[Quoted passage]
━━━━━━━━
The 2004 NCAA Women's Gymnastics Championship was held in April 2004 and involved 12 schools competing for the national championship of women's NCAA Division I gymnastics.  It was the twenty third NCAA gymnastics national championship. The defending NCAA Team Champion for 2003 was UCLA.  The competition took place in Los Angeles, California hosted by the UCLA in Pauley Pavilion. The 2004 team championship was won by defending champion UCLA and the individual champion was Jeana Rice of Alabama, 39.650.

2004 UCLA Championship Roster
The 2004 UCLA women's gymnastics team is considered one of the best teams in NCAA gymnastics history, which was led by 7-time National Champion head coach Valorie Kondos Field.
━━━━━━━━
[Excerpted data]

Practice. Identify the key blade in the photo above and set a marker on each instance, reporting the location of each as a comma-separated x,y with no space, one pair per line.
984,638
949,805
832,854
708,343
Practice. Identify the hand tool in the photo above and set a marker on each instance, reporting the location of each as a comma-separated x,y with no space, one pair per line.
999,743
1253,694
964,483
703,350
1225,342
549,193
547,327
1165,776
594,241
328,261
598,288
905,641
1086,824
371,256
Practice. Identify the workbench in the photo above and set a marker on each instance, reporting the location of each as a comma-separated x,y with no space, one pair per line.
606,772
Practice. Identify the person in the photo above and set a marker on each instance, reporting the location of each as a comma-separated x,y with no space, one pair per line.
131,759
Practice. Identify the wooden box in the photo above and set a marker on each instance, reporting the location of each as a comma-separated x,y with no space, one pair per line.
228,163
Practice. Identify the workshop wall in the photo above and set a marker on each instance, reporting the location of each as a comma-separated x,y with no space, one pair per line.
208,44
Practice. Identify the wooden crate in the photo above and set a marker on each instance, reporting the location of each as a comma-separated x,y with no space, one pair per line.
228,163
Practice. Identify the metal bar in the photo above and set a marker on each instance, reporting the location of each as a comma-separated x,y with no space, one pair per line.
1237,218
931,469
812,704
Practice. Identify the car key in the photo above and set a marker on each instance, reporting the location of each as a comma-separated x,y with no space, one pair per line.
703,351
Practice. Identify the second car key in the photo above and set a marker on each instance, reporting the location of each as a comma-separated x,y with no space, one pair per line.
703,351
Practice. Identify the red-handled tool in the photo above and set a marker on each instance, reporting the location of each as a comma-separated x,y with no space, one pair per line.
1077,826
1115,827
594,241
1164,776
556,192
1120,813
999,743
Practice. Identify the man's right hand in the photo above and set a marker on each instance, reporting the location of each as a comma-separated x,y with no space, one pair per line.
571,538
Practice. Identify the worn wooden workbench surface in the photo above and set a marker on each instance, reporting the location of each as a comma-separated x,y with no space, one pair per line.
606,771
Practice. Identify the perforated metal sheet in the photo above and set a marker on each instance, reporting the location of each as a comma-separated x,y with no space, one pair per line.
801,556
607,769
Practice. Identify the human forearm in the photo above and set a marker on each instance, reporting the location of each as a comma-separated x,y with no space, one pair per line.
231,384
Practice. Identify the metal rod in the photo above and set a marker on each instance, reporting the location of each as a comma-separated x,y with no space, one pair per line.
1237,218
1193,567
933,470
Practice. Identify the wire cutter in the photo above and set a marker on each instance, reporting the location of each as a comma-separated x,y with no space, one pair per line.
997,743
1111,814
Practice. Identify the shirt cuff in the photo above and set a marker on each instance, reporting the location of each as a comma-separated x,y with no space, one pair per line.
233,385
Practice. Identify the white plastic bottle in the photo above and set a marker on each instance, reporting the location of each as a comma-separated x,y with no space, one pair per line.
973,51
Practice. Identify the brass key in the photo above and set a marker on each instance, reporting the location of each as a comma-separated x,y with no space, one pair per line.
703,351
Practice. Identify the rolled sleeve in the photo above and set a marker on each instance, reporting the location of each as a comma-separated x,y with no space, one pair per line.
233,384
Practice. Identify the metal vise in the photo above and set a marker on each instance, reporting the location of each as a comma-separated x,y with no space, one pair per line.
━━━━━━━━
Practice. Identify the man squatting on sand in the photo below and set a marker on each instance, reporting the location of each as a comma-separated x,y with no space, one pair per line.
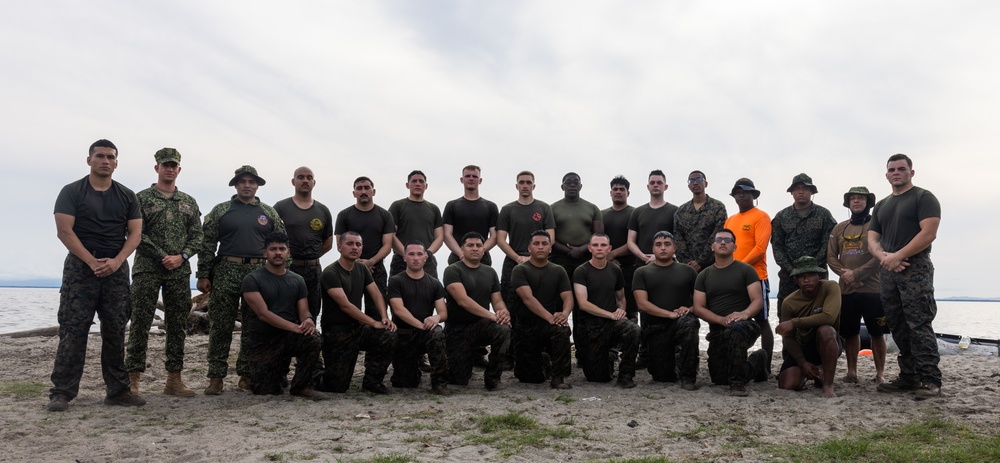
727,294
━━━━━━━━
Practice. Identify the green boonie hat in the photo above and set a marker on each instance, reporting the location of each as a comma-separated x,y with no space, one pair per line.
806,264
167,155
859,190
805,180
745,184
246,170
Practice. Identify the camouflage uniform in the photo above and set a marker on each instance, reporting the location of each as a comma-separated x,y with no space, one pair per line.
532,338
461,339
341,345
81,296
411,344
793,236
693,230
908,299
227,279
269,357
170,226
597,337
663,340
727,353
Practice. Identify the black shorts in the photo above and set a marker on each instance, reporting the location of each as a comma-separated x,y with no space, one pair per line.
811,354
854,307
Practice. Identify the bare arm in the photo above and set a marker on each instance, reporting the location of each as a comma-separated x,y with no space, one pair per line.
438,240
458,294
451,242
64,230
━━━━━━━━
[Job A] In the gymnastics championship text, why is UCLA's 2004 team title a win by the "defending champion"? Answer in one to three sentences.
[Job B] Could you transcribe the gymnastics championship text starting at "The 2004 NCAA" and ending at "Valorie Kondos Field."?
The lines after the gymnastics championship text aren't needed here.

[Task solution A] UCLA was the NCAA team champion in 2003, so it entered the 2004 competition as the defending champion. Winning the 2004 team championship meant it kept that title.

[Task solution B]
The 2004 NCAA Women's Gymnastics Championship was held in April 2004 and involved 12 schools competing for the national championship of women's NCAA Division I gymnastics.  It was the twenty third NCAA gymnastics national championship. The defending NCAA Team Champion for 2003 was UCLA.  The competition took place in Los Angeles, California hosted by the UCLA in Pauley Pavilion. The 2004 team championship was won by defending champion UCLA and the individual champion was Jeana Rice of Alabama, 39.650.

2004 UCLA Championship Roster
The 2004 UCLA women's gymnastics team is considered one of the best teams in NCAA gymnastics history, which was led by 7-time National Champion head coach Valorie Kondos Field.